Data shown >>

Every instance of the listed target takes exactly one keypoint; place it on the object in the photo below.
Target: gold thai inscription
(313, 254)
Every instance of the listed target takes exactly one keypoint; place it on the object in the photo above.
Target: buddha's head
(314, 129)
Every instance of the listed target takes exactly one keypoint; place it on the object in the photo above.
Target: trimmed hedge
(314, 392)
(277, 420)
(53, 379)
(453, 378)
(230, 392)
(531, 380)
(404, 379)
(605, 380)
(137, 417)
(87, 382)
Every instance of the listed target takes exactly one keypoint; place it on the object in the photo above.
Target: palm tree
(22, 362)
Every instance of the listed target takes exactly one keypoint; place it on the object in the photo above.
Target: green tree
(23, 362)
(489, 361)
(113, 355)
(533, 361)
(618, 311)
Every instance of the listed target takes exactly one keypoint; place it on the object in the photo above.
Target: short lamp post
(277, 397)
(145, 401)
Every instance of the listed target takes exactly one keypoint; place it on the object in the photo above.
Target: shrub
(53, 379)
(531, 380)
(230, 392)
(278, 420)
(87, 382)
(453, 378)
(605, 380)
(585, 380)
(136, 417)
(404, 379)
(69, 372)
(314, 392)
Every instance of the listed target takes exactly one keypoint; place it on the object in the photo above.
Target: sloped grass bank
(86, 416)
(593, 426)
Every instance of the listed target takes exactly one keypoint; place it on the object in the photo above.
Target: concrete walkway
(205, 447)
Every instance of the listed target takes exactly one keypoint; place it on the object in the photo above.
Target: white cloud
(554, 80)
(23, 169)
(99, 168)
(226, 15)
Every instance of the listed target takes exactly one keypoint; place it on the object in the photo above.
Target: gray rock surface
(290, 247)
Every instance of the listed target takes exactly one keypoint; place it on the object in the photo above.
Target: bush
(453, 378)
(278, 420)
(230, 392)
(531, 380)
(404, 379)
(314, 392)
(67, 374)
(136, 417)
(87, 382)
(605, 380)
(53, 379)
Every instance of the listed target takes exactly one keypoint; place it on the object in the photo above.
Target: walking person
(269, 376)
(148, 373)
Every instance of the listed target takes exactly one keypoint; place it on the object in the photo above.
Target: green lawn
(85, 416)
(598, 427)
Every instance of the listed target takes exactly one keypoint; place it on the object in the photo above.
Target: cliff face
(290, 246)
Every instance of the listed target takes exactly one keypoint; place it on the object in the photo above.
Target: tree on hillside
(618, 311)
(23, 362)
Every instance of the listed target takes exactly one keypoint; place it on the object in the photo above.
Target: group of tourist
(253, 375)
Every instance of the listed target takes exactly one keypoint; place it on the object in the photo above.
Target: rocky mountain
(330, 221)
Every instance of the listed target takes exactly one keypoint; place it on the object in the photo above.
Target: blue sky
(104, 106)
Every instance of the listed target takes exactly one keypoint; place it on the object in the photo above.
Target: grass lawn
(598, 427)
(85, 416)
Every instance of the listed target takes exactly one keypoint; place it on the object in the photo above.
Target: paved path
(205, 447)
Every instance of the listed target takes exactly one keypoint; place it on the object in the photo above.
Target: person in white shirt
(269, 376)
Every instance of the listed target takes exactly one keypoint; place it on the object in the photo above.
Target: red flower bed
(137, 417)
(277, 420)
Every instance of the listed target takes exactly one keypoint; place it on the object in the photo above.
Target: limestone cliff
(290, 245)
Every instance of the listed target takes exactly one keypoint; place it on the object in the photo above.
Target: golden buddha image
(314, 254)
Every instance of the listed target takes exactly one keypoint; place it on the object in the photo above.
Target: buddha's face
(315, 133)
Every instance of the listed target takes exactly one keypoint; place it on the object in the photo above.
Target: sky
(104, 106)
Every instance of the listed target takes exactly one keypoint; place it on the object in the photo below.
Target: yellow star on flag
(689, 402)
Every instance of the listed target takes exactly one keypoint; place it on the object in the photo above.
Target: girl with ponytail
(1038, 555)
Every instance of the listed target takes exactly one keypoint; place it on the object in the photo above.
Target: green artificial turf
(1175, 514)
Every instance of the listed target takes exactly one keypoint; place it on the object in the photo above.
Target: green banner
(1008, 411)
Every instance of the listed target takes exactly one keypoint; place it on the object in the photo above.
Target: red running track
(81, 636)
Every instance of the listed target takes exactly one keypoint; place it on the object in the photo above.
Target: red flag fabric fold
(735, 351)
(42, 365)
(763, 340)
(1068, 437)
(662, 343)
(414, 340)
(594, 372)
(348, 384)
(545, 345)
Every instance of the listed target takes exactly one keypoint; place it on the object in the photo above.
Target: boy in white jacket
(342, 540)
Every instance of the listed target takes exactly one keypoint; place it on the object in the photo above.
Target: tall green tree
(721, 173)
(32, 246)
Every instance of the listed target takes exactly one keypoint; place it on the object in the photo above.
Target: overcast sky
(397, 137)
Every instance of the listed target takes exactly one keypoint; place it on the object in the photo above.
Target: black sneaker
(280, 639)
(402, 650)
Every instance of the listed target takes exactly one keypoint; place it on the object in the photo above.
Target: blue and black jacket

How to complete this task >>
Transcribe the material in full, exactly as it is given.

Answer space >>
Every instance of the listed target takes exactly one keypoint; place it on the object in the photo below.
Target: gold thai inscription
(313, 254)
Every instance of the listed target takes exactly one keypoint; place it on the object in the photo above.
Target: buddha's head
(314, 129)
Every instance of the listed target takes exactly one keypoint; place it on the object in the photo above.
Target: trimmed hedge
(314, 392)
(277, 420)
(53, 379)
(453, 378)
(230, 392)
(531, 380)
(404, 379)
(605, 380)
(137, 417)
(87, 382)
Every instance of the listed target takes exactly one keypoint; place it on the object in the photo above.
Target: palm tree
(22, 362)
Every instance of the listed target takes exactly one keypoint; place it on the object in the photo above.
Target: green tree
(23, 362)
(489, 361)
(113, 355)
(533, 361)
(618, 311)
Every instance of the listed target takes exactly one keypoint; place it on the object in the photo above.
Target: short lamp post
(277, 397)
(145, 401)
Every instance of the listed target takes exactly one keypoint; place it on the object in the photo above.
Target: shrub
(53, 379)
(531, 380)
(230, 392)
(278, 420)
(87, 382)
(453, 378)
(605, 380)
(585, 380)
(136, 417)
(404, 379)
(69, 372)
(314, 392)
Every instance of the listed target takes exactly one keypoint; place it on the object in the photo above.
Target: sloped grass bank
(86, 416)
(593, 426)
Every instance of the listed target takes exactly one keypoint; place it on the object in the photo above.
Target: concrete walkway
(205, 447)
Every instance of the listed target takes exactly one keypoint; place it on the object in the photo above.
Target: white cloud
(554, 80)
(23, 169)
(99, 168)
(226, 15)
Every instance of the listed target takes exactly one keypoint; place it on the object in the photo above.
Target: gray rock surface
(290, 247)
Every instance of the listed target takes exactly one keypoint; place it on the object in the photo above.
Target: bush
(453, 378)
(278, 420)
(230, 392)
(531, 380)
(404, 379)
(314, 392)
(67, 374)
(136, 417)
(87, 382)
(605, 380)
(53, 379)
Every instance of the listed target takes exactly one keypoint; place it on the object in the photo above.
Target: walking person
(269, 376)
(148, 373)
Every instance of the listed target takes exactly one keypoint; place it on the object in the photo above.
Target: green lawn
(85, 416)
(598, 427)
Every instance of the listed target takes exactly one keypoint; place it on the object in the photo above.
Target: cliff face
(290, 246)
Every instance of the listed target takes exactly one keypoint; place it on the object in the photo above.
Target: tree on hillside
(618, 311)
(23, 362)
Every instance of the listed target takes exactly one keypoint; place it on the object in the photo above.
Target: group of tourist
(253, 375)
Every instance of the listed target takes exactly one keypoint; place it on the object in the photo above.
Target: rocky mountain
(330, 221)
Every instance of the listed target takes exactly one keypoint; place it on the object in the photo above.
Target: blue sky
(104, 106)
Every instance of the listed target takes exactly one keypoint; place it on the object in the photo above.
Target: grass lawn
(598, 427)
(85, 416)
Every instance of the listed target takes exactly one keypoint; place it on the object in the photo above.
Target: paved path
(205, 447)
Every instance of the listed target takes exactly one keypoint; place it on the object in the photo above.
Target: person in white shirt
(269, 376)
Every instance of the listed target takes exactly one keypoint; place it on the object in the photo above.
Target: red flower bed
(137, 417)
(277, 420)
Every instance of the listed target takes exactly one keypoint; place it on the object in the photo above.
Target: limestone cliff
(290, 245)
Every instance of the listed target takes exactly one keypoint; place it on the object in the photo above.
Target: golden buddha image
(314, 254)
Every instance of the listed target takes exactly one keypoint; place it on the object in the photo above.
Target: buddha's face
(315, 133)
Every instance of the listed target takes exactly one keypoint; place it on the object in the photo above.
Target: sky
(104, 106)
Every instance of the listed target takes exactly one keypoint; place it on the object in the photo below.
Target: yellow star on flag
(689, 402)
Every instance of the listed target takes exactly one keypoint; place it on the object in the photo above.
Target: girl with ponytail
(1038, 555)
Every instance of the listed target takes exactly one keypoint; place it on the object in the photo above.
Target: green artificial turf
(1175, 514)
Every instance of the listed target takes exactly one keypoint; place it on the object in the photo above.
Target: green banner
(1008, 411)
Every instance of the listed target takes exactly one keypoint; place it on the object in the photo above.
Target: red running track
(81, 636)
Every instance of the listed target takes exactly one keypoint; place it on the object in the photo above.
Target: red flag fabric fold
(735, 351)
(42, 365)
(763, 340)
(1068, 437)
(662, 343)
(414, 340)
(594, 372)
(348, 384)
(545, 345)
Every instance of the listed target takes exactly one keypoint; place it on the object in the photo above.
Target: boy in white jacket
(342, 540)
Every instance of the listed target takes exactly one keypoint; place it on the object in the photo above.
Target: tall green tree
(721, 173)
(32, 246)
Every instance of the listed target takes exactly one keypoint; place it on the object in the photo above.
Target: overcast sky
(397, 137)
Every instance of the listed target takes exactly one keypoint; place it on the object in the photo above.
Target: black sneaker
(280, 639)
(402, 650)
Every instance of the listed target takes exactly one keypoint; place it on the object in the photo above.
Target: blue and black jacket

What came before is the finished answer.